_Job_:
Quote the article below on the Ukraine aid vote word for word, the stretch from "Congress Pokes Trump, Putin" through "anyway. Happy Wednesday.".

Congress Pokes Trump, Putin in Eye
Plus: Judge Merchan faces a courtroom headache: How to shut Trump up.
The foreign aid bill—$95 billion for Ukraine, Israel, and Taiwan, plus other sundries like a possible ban on TikTok—is headed to Joe Biden’s desk after the Senate approved it 79-18 last night.
A quick reminder: It was only months ago that congressional Republicans, in a fit of pique spurred by Donald Trump, killed a nearly identical aid package that also contained a number of border security measures. Those measures had been endorsed by the Border Patrol Union, but Republicans sniffed that they weren’t nearly enough to solve America’s border woes. So instead they get nothing on the border, and the aid passed anyway. Happy Wednesday.
It’s Still Trump’s Party—Mostly
In three months, the Republican party will nominate Trump as its presidential candidate for a third consecutive time. This is unusual in American politics.
Yesterday Republicans in the United States Senate voted 31 to 15 for aid to Ukraine. House Republicans had divided 101 to 112 a few days earlier. So a (slight) majority of all Congressional Republicans voted for aid to Ukraine. Most Republican members of Congress took a position on a very important issue against their presidential nominee. That too is unusual in American politics. I can’t offhand think of another recent instance of such a break from a party’s nominee in an election year by that party’s elected officials.
So in 2024 the GOP is still Trump’s party. But it’s somewhat less so than it was before this week. Maybe significantly less so.
Some will hasten to say that Trump didn’t speak up as clearly as he might have against the aid package, that he made it somewhat easier for Republicans in Congress to vote as they did. There’s some truth to this. Still, Trump hasn’t budged in any fundamental way from the anti-Ukraine, pro-Putin, and anti-NATO stance that he’s embraced for years. So the congressional vote couldn’t help but be a statement of independence from Trump.

_Information provided_:
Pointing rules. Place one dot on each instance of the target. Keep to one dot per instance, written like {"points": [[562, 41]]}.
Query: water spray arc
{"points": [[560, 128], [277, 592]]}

_Output_:
Congress Pokes Trump, Putin in Eye
Plus: Judge Merchan faces a courtroom headache: How to shut Trump up.
The foreign aid bill—$95 billion for Ukraine, Israel, and Taiwan, plus other sundries like a possible ban on TikTok—is headed to Joe Biden’s desk after the Senate approved it 79-18 last night.
A quick reminder: It was only months ago that congressional Republicans, in a fit of pique spurred by Donald Trump, killed a nearly identical aid package that also contained a number of border security measures. Those measures had been endorsed by the Border Patrol Union, but Republicans sniffed that they weren’t nearly enough to solve America’s border woes. So instead they get nothing on the border, and the aid passed anyway. Happy Wednesday.